Excerpt ::
This has thrown the Civil Service top brass into a harrumph. A chap called Sir Michael Betts, of whom we had not previously heard but whose job is apparently to safeguard the integrity of public servants, warned against politicising Whitehall. Funny we did not hear from him in nearly two decades of Conservative rule. The issue is broader than that of Mr Blair's office, since Labour has drafted in a whole fleet of temporary civil servants across all government ministries, mostly from shadow cabinet offices but also from the party's Millbank Tower election headquarters and the private sector. The number of "special advisers" (party-political appointees in civil service jobs) is claimed to have broken the limits set by the previous government. To which the response ought to be not instant condemnation but to ask, are those limits right?

Meanwhile, attention has focused on the case of Jonathan Powell, Mr Blair's "chief of staff", who was going to become the Prime Minister's private secretary. This is an important post, and it has always been occupied by a civil servant. Again, we should not throw up our hands in reflex horror but ask, is that right?

In both cases, the answer is no. The new government was elected to make (limited) changes and it should not be denied the tools to get on with the job. The idea that incoming ministers should abandon the infrastructure which supported them as they made their plans for running the country, at the very moment that they start doing it, is frankly outdated. The limits on special advisers should be relaxed so that new ministers can both bring their teams with them and advisers from wherever they see fit.

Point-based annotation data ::
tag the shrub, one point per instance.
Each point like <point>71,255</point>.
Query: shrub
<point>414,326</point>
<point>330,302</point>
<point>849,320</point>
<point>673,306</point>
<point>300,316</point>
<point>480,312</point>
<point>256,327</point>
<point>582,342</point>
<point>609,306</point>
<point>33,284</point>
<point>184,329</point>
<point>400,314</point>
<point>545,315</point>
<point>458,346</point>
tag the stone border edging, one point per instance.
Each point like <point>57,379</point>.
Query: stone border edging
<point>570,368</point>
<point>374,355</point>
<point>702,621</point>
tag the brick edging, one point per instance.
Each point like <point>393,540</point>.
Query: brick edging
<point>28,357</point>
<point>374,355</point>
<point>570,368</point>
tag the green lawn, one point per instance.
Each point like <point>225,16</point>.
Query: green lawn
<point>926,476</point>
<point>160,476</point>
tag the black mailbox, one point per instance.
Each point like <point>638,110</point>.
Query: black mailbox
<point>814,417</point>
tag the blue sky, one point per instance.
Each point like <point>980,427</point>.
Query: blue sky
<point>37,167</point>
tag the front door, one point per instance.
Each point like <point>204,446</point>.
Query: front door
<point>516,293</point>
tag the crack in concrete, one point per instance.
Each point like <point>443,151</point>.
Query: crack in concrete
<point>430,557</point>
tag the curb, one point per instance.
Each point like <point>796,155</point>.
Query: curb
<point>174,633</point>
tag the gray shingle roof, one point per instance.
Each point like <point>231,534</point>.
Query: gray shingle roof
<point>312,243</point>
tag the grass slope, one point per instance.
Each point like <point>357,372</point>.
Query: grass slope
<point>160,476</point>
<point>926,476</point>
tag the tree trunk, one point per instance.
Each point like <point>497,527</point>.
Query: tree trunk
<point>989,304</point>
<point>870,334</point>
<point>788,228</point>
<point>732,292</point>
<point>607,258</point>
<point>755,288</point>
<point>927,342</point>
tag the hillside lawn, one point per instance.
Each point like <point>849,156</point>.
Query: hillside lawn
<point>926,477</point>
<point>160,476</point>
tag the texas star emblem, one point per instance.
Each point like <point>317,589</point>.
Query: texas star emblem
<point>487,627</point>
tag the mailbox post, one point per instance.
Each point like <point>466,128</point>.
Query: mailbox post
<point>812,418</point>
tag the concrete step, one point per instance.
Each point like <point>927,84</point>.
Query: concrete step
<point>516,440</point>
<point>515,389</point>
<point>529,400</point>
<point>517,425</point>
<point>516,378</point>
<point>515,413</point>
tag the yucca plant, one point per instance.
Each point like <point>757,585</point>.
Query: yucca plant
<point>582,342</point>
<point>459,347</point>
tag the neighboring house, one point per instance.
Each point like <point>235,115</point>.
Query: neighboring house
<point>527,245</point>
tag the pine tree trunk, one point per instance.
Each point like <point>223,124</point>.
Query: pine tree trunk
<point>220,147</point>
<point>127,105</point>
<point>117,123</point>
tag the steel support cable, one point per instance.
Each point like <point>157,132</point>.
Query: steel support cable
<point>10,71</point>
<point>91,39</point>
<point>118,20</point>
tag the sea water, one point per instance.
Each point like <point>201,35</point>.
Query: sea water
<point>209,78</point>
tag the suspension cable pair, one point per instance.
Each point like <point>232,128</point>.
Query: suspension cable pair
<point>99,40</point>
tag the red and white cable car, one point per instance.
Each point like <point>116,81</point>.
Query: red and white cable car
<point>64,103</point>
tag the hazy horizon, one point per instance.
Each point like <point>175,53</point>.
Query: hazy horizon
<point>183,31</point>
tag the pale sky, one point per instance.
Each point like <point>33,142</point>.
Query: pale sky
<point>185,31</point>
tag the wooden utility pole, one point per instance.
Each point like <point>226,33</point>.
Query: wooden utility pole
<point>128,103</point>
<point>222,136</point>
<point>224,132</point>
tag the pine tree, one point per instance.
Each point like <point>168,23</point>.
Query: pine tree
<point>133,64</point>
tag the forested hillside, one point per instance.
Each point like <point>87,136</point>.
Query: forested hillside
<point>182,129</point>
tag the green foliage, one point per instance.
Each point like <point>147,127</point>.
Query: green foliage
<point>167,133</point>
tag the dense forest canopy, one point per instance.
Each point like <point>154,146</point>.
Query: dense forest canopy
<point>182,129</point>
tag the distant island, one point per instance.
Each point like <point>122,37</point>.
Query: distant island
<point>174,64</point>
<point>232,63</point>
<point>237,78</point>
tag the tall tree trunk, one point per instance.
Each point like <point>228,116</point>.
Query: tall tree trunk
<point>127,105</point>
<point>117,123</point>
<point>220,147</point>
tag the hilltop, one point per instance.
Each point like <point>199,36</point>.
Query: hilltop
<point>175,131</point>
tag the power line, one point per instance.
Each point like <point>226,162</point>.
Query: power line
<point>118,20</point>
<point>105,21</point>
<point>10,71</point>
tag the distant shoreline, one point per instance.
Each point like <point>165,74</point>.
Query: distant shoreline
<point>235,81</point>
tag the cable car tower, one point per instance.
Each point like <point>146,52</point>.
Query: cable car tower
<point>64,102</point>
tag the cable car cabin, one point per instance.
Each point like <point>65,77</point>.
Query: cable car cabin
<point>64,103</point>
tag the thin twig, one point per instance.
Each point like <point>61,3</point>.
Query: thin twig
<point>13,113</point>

Complete the following ::
a: According to the excerpt on Whitehall, why should the limits on special advisers be relaxed?
b: Output the passage from the Whitehall excerpt starting with "This has thrown" and going on through "those limits right?".

Solutions for each task ::
a: The writer argues that the new government was elected to make changes and should not be denied the tools to do the job. Expecting incoming ministers to give up the setup that supported them while they made their plans, right when they start governing, is called outdated. Relaxing the limits would let new ministers bring their teams and choose advisers from wherever they see fit.

b:
This has thrown the Civil Service top brass into a harrumph. A chap called Sir Michael Betts, of whom we had not previously heard but whose job is apparently to safeguard the integrity of public servants, warned against politicising Whitehall. Funny we did not hear from him in nearly two decades of Conservative rule. The issue is broader than that of Mr Blair's office, since Labour has drafted in a whole fleet of temporary civil servants across all government ministries, mostly from shadow cabinet offices but also from the party's Millbank Tower election headquarters and the private sector. The number of "special advisers" (party-political appointees in civil service jobs) is claimed to have broken the limits set by the previous government. To which the response ought to be not instant condemnation but to ask, are those limits right?